(Stored items from a collection)

****************************************

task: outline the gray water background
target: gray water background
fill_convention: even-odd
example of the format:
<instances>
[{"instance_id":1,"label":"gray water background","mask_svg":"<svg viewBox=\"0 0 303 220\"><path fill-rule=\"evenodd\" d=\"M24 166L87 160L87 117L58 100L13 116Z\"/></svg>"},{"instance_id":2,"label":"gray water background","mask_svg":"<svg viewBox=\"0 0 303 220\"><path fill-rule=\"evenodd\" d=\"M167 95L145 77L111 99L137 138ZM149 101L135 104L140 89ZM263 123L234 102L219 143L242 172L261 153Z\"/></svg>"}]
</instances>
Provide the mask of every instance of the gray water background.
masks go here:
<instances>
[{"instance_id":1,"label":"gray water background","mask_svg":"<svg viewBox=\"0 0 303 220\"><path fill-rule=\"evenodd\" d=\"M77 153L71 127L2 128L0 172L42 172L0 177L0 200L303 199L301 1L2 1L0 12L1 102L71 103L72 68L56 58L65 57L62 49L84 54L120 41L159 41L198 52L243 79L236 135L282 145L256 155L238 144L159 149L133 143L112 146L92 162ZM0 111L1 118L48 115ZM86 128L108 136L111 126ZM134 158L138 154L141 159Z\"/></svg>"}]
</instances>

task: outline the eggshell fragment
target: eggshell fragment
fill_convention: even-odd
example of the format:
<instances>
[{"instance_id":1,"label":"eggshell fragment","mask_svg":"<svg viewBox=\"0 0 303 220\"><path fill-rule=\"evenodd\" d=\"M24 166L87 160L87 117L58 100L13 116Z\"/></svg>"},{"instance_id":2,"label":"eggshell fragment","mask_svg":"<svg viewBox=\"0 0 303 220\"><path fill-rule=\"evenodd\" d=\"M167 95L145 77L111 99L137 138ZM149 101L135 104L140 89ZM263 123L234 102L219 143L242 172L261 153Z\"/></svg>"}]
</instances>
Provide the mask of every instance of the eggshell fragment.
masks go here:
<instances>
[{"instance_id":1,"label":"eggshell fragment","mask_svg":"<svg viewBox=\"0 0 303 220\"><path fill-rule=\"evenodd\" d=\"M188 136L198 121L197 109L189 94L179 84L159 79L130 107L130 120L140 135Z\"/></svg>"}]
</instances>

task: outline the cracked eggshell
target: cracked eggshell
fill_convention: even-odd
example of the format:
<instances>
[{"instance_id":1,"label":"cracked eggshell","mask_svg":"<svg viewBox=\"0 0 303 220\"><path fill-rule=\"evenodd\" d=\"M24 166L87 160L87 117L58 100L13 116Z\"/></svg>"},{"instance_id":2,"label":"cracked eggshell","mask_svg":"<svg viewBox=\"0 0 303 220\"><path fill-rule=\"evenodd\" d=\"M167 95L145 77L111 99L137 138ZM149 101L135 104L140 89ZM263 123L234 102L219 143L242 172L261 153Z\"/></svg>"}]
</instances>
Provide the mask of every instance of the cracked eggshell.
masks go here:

****************************************

▸ **GIVEN EXERCISE**
Reproduce all of the lines above without any changes.

▸ **REPLY**
task: outline the gray water background
target: gray water background
fill_convention: even-odd
example of the format:
<instances>
[{"instance_id":1,"label":"gray water background","mask_svg":"<svg viewBox=\"0 0 303 220\"><path fill-rule=\"evenodd\" d=\"M24 166L87 160L87 117L58 100L13 116Z\"/></svg>"},{"instance_id":2,"label":"gray water background","mask_svg":"<svg viewBox=\"0 0 303 220\"><path fill-rule=\"evenodd\" d=\"M167 95L145 77L111 99L137 138ZM149 101L135 104L140 89ZM263 123L234 102L219 143L242 172L261 153Z\"/></svg>"}]
</instances>
Provide the mask of every instance of the gray water background.
masks go here:
<instances>
[{"instance_id":1,"label":"gray water background","mask_svg":"<svg viewBox=\"0 0 303 220\"><path fill-rule=\"evenodd\" d=\"M77 153L71 127L2 128L0 172L42 172L0 177L0 200L303 199L301 1L2 1L0 12L1 102L71 103L72 68L56 58L65 57L62 49L84 54L120 41L159 41L198 52L243 79L236 135L282 145L256 155L238 144L159 149L133 143L112 146L92 162ZM0 111L1 118L48 115ZM86 128L108 136L111 126ZM134 158L138 154L141 159Z\"/></svg>"}]
</instances>

task: outline the eggshell fragment
target: eggshell fragment
fill_convention: even-odd
example of the format:
<instances>
[{"instance_id":1,"label":"eggshell fragment","mask_svg":"<svg viewBox=\"0 0 303 220\"><path fill-rule=\"evenodd\" d=\"M24 166L87 160L87 117L58 100L13 116Z\"/></svg>"},{"instance_id":2,"label":"eggshell fragment","mask_svg":"<svg viewBox=\"0 0 303 220\"><path fill-rule=\"evenodd\" d=\"M167 95L145 77L111 99L137 138ZM149 101L135 104L140 89ZM263 123L234 102L219 143L242 172L261 153Z\"/></svg>"}]
</instances>
Provide the mask of every instance of the eggshell fragment.
masks go here:
<instances>
[{"instance_id":1,"label":"eggshell fragment","mask_svg":"<svg viewBox=\"0 0 303 220\"><path fill-rule=\"evenodd\" d=\"M188 136L198 121L197 109L189 94L179 84L159 79L130 107L130 120L140 135Z\"/></svg>"}]
</instances>

task: outline the cracked eggshell
target: cracked eggshell
fill_convention: even-odd
example of the format:
<instances>
[{"instance_id":1,"label":"cracked eggshell","mask_svg":"<svg viewBox=\"0 0 303 220\"><path fill-rule=\"evenodd\" d=\"M24 166L87 160L87 117L58 100L13 116Z\"/></svg>"},{"instance_id":2,"label":"cracked eggshell","mask_svg":"<svg viewBox=\"0 0 303 220\"><path fill-rule=\"evenodd\" d=\"M167 95L145 77L111 99L137 138ZM149 101L135 104L140 89ZM263 123L234 102L219 143L242 172L261 153Z\"/></svg>"}]
</instances>
Provide the mask of every instance of the cracked eggshell.
masks go here:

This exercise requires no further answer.